→ **EXERCISE INPUTS**:
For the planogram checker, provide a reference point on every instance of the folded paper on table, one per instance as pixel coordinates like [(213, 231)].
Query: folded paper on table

---

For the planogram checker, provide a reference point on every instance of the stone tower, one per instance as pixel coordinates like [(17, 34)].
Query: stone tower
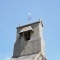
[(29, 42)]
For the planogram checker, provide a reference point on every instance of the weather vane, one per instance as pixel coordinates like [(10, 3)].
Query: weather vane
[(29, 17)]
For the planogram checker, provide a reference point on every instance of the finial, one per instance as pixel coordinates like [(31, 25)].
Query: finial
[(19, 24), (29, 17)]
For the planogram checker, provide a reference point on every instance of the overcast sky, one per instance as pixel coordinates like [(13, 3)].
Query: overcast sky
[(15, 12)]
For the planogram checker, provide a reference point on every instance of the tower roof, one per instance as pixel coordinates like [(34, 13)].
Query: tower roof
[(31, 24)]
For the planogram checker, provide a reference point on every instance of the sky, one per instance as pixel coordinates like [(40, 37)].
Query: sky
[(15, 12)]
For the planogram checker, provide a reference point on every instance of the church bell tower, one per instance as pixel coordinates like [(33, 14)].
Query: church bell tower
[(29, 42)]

* * *

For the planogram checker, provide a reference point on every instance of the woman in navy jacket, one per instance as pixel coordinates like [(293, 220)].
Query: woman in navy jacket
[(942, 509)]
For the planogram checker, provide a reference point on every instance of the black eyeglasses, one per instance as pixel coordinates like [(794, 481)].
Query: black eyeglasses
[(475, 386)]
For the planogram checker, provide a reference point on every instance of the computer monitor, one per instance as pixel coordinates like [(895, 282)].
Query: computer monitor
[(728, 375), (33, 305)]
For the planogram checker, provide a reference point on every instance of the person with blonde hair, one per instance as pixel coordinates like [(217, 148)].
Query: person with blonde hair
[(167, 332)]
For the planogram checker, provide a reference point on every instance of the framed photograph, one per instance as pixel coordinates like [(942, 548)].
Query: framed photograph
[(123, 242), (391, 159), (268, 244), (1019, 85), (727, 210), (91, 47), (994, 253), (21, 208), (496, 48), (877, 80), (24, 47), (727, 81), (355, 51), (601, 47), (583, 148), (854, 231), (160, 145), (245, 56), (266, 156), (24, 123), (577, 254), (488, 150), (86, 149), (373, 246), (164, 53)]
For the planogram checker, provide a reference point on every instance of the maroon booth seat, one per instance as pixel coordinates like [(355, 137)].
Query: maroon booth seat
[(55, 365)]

→ **WHAT THIS TASK INVOLVES**: Note which lines carry the word "table" in the material, then copy each of them.

→ **YOUR RESPONSE**:
For the planogram checker, provide a reference point on every instance of the folded paper on table, one per instance as pixel coordinates like [(213, 231)].
Query: folded paper on table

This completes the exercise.